» **Text extract**

▬▬▬▬▬▬▬▬▬▬

GEHRKE: Wow, that’s fast.
TASHEV: So this is how we decided to move here in Redmond, and I started and went through two full shipping cycles of programs.
GEHRKE: So you didn’t start out in MSR (Microsoft Research), right?
TASHEV: Nope.
GEHRKE: Where were you first?
TASHEV: So, actually, I was lucky enough both products were version 1.0. One of them was COM+. This is the transactional server and the COM technology, which is the backbone of Windows.
GEHRKE: Was the component model being used at that point in time?
TASHEV: Component object model. Basically, creating an object, calling … getting the interface, and calling the methods there. And my experience with low-level programming on assembly language and microprocessor actually became here very handy. We shipped this as a part of Windows 2000. And the second product was the Microsoft Application Center 2000, which was, OK, cluster management system.
GEHRKE: But both of them had nothing to do with signal processing, right?
TASHEV: Nope. Except there were some load balancing in Application Center. But they had nothing to do with signal processing; just pure programming skills.
GEHRKE: Right.
TASHEV: And then in the year of 2000, there was the first TechFest, and I went to see it and said, wait a minute. There are PhDs in this company and they’re doing this amazing research? My place is here.
GEHRKE: And TechFest, maybe … do you want to explain briefly what TechFest is?
TASHEV: TechFest is an annual event when researchers from Microsoft Research go and show and demonstrate technologies they have created.
GEHRKE: So it used to be, like, in the Microsoft Conference Center.

▬▬▬▬▬▬▬▬▬▬

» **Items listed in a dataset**
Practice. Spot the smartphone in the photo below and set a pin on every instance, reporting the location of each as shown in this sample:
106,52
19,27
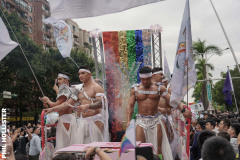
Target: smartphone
145,152
56,82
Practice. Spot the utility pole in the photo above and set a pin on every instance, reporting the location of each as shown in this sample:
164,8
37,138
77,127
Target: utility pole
209,88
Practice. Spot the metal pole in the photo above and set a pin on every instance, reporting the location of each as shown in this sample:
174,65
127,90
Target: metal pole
23,53
232,88
153,50
235,100
74,62
103,64
208,83
226,36
95,57
160,48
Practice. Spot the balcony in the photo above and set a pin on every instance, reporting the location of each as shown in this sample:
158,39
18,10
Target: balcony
21,8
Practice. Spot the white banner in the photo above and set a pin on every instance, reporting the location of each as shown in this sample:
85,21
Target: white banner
184,67
6,44
62,35
166,69
69,9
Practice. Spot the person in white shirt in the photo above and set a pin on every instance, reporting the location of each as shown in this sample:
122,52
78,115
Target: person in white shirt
35,144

▬▬▬▬▬▬▬▬▬▬

» **Aim of the task**
Continue the interview transcript between Gehrke and Tashev about his path into Microsoft Research, starting after its last line. This data comes from a separate source.

» **Result**
TASHEV: It used to be in the Microsoft Conference Center …
GEHRKE: Like, a really big two-day event …
TASHEV: … and basically visited by 6, 7,000 Microsoft employees. And usually, Microsoft Research, all of the branches were showing around 150ish demos, and it was amazing. And that was the first such event. Pretty much …
GEHRKE: Oh, the very first time?
TASHEV: The very first TechFest. And pretty much not only me, but the rest of Microsoft Corporation learning that we do have a research organization. In short, in three months, I started in Microsoft Research.
GEHRKE: How did you get a job here then? How did that happen?
TASHEV: So … seriously, visiting TechFest made me to think seriously that I should return back to research, and I opened the career website with potential openings, and there were two suitable for me. One of them was in Rico Malvar’s Signal Processing Group …
GEHRKE: Oh, OK, yeah …
TASHEV: … and the other was in Communication, Collaboration, and Multimedia Group led by Anoop Gupta. So I sent my résumé to both of them. Anoop replied in 15 minutes; next week, I was on informational with him. When Rico replied, I already had an offer from Anoop to join the team. [LAUGHS]
GEHRKE: Got it. And that’s, that’s where your focus on communication came from then?
TASHEV: Yes. So our first project was RingCam.
GEHRKE: OK.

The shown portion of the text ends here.